> _Exercises_:
A. Answer these questions from the post about relational databases:
(i) How many columns did the table in the project have, and what type were they?
(ii) Which database engine did the team use?
(iii) How long could the direct ALTER command have taken in their case?
B. Carry on writing the post about relational databases, starting right after its final sentence.

> _Text provided_:
That’s why I do not like relational databases too

Bartłomiej Klimczak
developer2.0
Published in
3 min readJul 18, 2018

Recently, I read an article about relational databases and why they are bad. I have my own thoughts about it and I want to share my experience with you.

A simple alter table, right?

Some time ago, in one of the projects I was working on, we had a simple table with 5 columns. The columns were 5 ints. But, the time goes on and in this small table, we had millions of records. Only this table took gigabytes on a hard drive. One of the columns were not used anymore and most of the time it contained a zero (default value). To save space on the hard drive, we decided to remove the column. It sounds like a simple task, isn’t it? But it wasn’t…

As the database engine, we used Percona, a MySQL opensource port with few extra tools (I wrote a post about indexes in MySQL and Percona). The situation becomes more complicated when we read how altering tables work in MySQL. Direct MySQL ALTER table locks the table for the duration of the change. It means, you can still read data from the table but any INSERT, UPDATE or DELETE command will have to wait until the process ends. In our case, it could take even 2–3 months! To clarify — our production would be down up to 3 months only because this one ALTER command.

Position identification records
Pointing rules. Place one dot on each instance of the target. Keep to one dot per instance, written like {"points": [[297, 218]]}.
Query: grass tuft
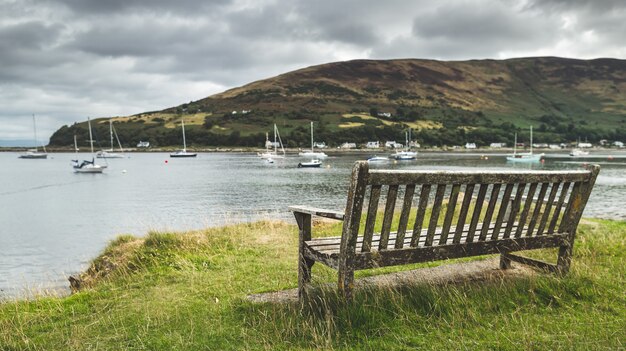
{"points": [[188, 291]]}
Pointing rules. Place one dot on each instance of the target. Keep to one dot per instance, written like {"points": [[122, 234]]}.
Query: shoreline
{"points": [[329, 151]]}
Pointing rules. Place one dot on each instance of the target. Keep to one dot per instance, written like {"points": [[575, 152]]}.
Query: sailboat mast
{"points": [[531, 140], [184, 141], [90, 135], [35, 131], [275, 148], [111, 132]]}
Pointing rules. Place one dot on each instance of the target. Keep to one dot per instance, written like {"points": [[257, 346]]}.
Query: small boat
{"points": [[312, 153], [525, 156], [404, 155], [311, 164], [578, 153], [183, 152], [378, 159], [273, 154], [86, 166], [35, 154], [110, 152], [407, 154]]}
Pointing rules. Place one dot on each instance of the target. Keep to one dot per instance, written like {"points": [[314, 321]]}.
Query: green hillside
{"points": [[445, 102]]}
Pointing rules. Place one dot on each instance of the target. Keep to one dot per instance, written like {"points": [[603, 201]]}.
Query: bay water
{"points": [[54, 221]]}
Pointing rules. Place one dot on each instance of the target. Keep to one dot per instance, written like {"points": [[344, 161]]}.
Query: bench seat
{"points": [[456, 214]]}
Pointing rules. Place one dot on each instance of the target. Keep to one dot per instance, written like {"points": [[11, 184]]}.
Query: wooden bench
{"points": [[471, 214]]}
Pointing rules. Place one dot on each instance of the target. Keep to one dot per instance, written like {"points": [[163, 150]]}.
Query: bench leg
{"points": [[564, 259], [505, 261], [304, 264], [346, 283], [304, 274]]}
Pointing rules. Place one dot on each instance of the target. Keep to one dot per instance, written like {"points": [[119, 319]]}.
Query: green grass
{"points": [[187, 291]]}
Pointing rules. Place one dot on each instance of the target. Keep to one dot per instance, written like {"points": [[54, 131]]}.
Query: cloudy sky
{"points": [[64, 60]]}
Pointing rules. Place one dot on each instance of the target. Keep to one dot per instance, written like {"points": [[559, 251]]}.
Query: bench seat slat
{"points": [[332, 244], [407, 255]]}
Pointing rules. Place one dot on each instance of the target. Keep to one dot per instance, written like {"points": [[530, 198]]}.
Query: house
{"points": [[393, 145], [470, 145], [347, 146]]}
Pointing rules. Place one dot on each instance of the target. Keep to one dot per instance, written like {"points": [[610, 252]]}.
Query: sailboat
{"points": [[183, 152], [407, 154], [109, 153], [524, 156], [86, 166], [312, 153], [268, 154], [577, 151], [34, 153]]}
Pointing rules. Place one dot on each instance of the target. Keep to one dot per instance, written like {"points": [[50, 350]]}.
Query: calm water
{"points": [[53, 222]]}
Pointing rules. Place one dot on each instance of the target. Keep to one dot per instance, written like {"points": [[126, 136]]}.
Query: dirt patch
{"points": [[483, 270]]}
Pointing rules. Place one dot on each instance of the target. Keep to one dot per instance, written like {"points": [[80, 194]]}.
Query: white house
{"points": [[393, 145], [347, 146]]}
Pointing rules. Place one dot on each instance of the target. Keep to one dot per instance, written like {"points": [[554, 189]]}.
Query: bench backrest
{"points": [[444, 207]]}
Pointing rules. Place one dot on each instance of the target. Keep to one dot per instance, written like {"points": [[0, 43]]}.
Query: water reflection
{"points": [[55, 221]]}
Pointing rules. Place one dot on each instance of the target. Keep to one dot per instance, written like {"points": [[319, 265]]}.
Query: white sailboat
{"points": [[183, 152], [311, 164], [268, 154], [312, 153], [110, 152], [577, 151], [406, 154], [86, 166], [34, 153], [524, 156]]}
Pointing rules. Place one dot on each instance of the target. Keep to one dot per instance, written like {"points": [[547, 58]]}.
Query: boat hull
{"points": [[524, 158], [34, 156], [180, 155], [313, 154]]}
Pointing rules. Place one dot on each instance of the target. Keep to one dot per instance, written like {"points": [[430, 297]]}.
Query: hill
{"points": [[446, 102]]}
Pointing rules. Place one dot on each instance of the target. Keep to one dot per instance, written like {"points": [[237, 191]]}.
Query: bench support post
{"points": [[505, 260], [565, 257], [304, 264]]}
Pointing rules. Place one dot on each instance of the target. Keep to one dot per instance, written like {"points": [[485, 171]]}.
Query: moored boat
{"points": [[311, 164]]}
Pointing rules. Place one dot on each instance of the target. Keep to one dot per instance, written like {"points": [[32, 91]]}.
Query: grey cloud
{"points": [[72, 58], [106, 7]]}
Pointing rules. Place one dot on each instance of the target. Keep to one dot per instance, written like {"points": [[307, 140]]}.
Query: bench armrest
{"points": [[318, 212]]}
--
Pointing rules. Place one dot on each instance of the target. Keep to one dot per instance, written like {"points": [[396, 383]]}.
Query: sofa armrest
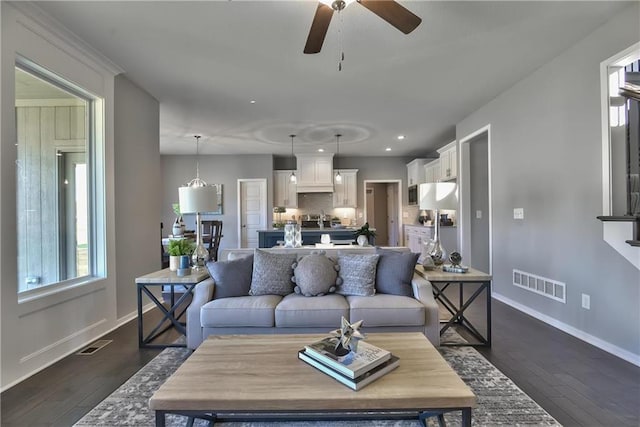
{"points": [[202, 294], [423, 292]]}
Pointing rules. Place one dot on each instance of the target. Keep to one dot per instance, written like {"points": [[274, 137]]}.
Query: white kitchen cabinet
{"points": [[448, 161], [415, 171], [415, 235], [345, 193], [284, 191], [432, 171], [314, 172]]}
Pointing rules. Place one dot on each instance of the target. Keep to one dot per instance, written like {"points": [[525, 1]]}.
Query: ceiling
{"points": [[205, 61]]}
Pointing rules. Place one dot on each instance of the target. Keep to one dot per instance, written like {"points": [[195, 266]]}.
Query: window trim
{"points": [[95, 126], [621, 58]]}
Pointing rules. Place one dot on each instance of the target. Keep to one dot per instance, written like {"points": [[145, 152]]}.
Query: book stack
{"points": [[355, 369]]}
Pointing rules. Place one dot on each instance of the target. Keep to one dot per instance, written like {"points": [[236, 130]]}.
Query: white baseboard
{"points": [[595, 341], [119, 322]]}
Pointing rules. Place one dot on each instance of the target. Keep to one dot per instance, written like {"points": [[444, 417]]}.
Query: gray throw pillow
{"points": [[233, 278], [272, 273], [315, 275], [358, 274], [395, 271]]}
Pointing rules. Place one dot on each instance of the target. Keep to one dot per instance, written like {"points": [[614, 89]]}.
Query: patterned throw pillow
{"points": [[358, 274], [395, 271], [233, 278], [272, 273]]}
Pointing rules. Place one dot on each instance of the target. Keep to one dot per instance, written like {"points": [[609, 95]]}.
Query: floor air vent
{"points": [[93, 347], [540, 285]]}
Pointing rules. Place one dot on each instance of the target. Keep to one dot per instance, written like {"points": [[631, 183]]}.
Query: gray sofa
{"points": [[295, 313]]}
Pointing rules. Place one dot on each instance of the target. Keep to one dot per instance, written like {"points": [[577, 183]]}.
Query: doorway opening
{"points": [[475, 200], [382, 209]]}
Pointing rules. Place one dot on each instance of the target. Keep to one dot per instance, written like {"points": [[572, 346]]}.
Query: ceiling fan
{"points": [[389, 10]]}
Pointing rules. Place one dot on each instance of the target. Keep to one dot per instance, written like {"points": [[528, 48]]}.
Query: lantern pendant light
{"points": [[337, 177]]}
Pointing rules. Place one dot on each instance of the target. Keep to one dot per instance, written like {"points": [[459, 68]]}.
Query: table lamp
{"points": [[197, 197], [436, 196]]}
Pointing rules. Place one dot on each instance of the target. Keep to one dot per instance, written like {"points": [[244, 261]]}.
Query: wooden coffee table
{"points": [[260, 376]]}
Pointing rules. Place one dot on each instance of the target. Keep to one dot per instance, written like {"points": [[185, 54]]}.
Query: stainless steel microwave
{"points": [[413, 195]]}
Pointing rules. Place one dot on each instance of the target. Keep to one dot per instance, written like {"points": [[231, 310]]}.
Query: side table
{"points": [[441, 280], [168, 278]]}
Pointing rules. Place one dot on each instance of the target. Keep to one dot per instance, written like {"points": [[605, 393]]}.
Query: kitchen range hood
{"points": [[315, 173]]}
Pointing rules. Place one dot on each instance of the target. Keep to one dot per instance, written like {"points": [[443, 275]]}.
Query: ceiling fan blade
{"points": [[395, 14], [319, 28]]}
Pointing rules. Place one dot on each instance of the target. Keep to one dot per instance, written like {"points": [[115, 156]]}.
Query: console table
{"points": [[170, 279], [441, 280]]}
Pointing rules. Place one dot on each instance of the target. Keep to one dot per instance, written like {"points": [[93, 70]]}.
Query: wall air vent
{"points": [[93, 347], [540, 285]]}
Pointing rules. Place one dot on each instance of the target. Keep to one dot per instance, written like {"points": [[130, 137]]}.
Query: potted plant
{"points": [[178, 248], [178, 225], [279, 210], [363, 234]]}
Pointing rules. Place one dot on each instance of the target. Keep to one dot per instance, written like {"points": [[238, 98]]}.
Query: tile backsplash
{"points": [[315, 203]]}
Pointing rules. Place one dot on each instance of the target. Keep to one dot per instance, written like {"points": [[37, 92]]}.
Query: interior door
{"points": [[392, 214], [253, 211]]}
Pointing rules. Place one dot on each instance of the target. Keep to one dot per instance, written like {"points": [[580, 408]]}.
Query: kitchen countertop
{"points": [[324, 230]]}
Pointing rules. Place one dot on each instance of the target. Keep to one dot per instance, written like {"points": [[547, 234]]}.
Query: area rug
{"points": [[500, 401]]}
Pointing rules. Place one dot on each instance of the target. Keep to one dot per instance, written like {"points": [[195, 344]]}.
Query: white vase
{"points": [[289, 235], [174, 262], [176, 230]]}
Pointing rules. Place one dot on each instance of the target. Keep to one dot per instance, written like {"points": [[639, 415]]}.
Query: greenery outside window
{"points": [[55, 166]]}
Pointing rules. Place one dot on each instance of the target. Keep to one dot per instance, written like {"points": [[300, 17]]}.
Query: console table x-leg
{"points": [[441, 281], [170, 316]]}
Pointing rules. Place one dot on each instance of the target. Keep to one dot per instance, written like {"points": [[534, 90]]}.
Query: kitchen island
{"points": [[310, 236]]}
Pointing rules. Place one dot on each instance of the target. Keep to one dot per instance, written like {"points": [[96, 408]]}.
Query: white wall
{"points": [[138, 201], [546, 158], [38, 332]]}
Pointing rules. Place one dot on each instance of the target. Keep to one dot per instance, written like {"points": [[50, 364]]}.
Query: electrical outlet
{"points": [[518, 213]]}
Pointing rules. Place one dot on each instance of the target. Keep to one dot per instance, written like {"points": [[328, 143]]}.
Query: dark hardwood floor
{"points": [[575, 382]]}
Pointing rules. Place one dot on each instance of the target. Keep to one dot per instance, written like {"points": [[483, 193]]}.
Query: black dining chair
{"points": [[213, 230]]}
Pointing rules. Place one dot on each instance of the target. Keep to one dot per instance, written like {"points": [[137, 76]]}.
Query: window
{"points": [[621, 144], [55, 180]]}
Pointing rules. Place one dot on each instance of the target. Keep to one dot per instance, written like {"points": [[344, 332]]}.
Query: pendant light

> _Answers for the tasks_:
A.
(i) Five columns, all ints.
(ii) Percona.
(iii) Up to 2–3 months.

B.
Fortunately, Percona has his toolkit and we used it as the workaround for the problem. The tool does not lock any table but creates a copy of the table with the new schema in the background and makes every query twice — in both new and old table. This solution has one disadvantage. If your table takes 100 gigabytes on the hard drive, you have to have at least an extra 100 gigabytes of free space on the hard drive.

I know it’s an antipattern to have so huge tables but we had one :)

When the integer ends

After some time we had another problem. One of the columns (with the record ID) was the primary key and its type was int(4) (autoincrement). We had so many records that the integer almost riched his maximum value which was: 4294967295. The solution we found was changing its type to bigint int(8) (max value: 9223372036854775807). Do you remember how long it took to alter the table? :)

A very similar problem had youtube when Gangnam Style overflowed their counter.

What makes it even more difficult, we had less than 3 months until it reaches the maximum value. We were lucky that someone noticed that we do not use every value in the primary key. There were some gaps. Why? MySQL database during executing INSERT command with some JOINs creates a temporary table to make his life easier. We used this fact to get more time and at the end of the day — we saved the world.

Summary

Why stuff like that happens? In my opinion, because the world does not work this way. Not every record should have an identifier. In the MySQL database when you create a table without any index, MySQL will create for you but you won’t see it. The schema evolves over time and its change should not affect existing records. NoSQL databases like MongoDB or Cassandra do not have such problems. They have their own :)

Have you had similar adventures with relational or NoSQL databases? Share with us your story in the comments below.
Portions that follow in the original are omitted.